— WHAT THIS TASK INVOLVES —
Only the pictures stay out; every record is to be quoted exactly.

(Photo-based referring expression data)
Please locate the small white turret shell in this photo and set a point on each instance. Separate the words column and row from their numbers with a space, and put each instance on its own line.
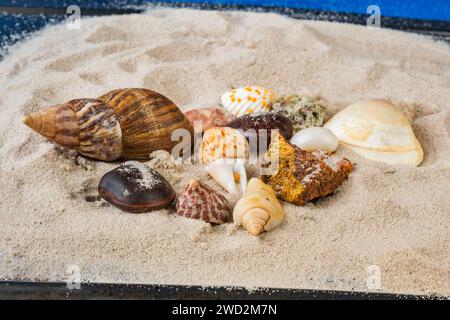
column 227, row 173
column 225, row 150
column 247, row 100
column 259, row 209
column 315, row 138
column 377, row 130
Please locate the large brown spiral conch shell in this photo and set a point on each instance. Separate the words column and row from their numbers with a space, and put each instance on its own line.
column 122, row 124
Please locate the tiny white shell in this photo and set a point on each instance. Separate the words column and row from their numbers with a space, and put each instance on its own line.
column 315, row 138
column 228, row 173
column 247, row 100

— WRITTEN SOLUTION —
Please locate the small white turret shell in this photo and set a point on each instance. Separate the words column and row from their numbers with a space, and put each instance on its own line.
column 227, row 173
column 225, row 150
column 247, row 100
column 259, row 209
column 315, row 138
column 377, row 130
Please locate the large brown spiral conch shell in this photo and set a point on each instance. Separate the words column and row from their numbers with a space, and put each instance on its own line.
column 122, row 124
Please locate the tiny white shell in this photo and set a point on each instance. Separate the words column and row from their numbers with a space, and put each instance on its own line.
column 315, row 138
column 228, row 173
column 247, row 100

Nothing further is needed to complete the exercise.